Top of Source records

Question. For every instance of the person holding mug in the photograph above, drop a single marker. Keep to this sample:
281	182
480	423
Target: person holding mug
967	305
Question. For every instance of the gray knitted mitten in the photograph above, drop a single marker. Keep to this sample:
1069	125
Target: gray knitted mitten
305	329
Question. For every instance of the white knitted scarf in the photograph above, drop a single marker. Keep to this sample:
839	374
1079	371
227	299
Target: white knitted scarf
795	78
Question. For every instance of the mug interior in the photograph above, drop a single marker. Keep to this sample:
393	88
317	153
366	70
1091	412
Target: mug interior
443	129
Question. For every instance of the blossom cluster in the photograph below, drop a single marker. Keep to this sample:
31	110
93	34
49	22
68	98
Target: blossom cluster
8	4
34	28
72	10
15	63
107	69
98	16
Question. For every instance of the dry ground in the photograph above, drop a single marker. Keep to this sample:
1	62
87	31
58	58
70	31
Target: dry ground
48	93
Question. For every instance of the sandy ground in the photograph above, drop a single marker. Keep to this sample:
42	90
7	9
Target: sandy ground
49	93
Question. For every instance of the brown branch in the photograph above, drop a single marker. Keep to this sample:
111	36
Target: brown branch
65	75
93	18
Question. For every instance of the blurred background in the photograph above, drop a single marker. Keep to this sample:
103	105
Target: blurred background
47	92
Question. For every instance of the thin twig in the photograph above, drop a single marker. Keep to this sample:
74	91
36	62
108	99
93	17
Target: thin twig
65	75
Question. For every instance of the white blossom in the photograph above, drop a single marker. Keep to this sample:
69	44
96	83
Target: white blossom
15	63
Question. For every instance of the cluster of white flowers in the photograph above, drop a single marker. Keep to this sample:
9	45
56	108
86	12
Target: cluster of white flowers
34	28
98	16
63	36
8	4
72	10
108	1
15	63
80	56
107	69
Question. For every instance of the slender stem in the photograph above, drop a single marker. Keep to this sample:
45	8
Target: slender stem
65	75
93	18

Bottom of Source records

• **Assigned task**: Retype every entry, keeping each character as it was.

• **Task answer**:
Question. For every instance of the person holding mug in the photograph above, drop a single marker. Keep to this sample:
281	182
480	423
Target: person holding mug
967	305
Question. For every instance of the gray knitted mitten in the photograph above, drop a single marker. Keep to this sample:
1069	125
Target: gray knitted mitten
305	329
Question. For every instance of the white knitted scarf in the photograph above, drop a single marker. Keep to this sample:
839	374
1079	371
227	299
Target: white knitted scarf
795	78
Question. For every instance of the mug interior in the photograph above, drop a single marker. Keep to this sample:
393	88
317	153
366	70
1091	412
Target: mug interior
443	129
Question. For every instance of the blossom cluster in the photograph below, drop a single marker. Keep to this sample:
31	110
93	34
49	22
68	98
Target: blossom cluster
8	4
34	28
72	10
15	63
107	69
98	16
Question. For every instance of the dry ground in the photograph above, drop a single marker. Keep to this sample:
1	62
87	31
58	58
70	31
Target: dry ground
48	93
Question. For every instance of the sandy ground in the photograph above, drop a single marker. Keep to this sample:
42	90
7	9
Target: sandy ground
49	93
Question. For every instance of the brown branch in the photograph above, drop a single marker. Keep to this sample:
111	36
Target: brown branch
65	75
93	18
Question. For every instance of the blurred background in the photograph above, drop a single marker. Keep to this sample:
103	105
Target: blurred background
47	92
Question. For every instance of the thin twig in the photograph above, drop a single marker. Keep to this sample:
74	91
36	62
108	99
93	17
Target: thin twig
65	75
Question. For every instance of the white blossom in the photograph above, drop a single marker. Keep to this sample:
69	44
96	83
Target: white blossom
15	63
Question. For every instance of the cluster of white flowers in the photograph above, drop a single marker. Keep to this sample:
9	45
56	108
86	12
Target: cluster of white flowers
34	28
98	16
63	36
8	4
72	10
108	1
15	63
80	56
107	69
Question. For every instance of the slender stem in the photograph above, drop a single marker. Keep to this sample:
45	8
Target: slender stem
65	75
93	18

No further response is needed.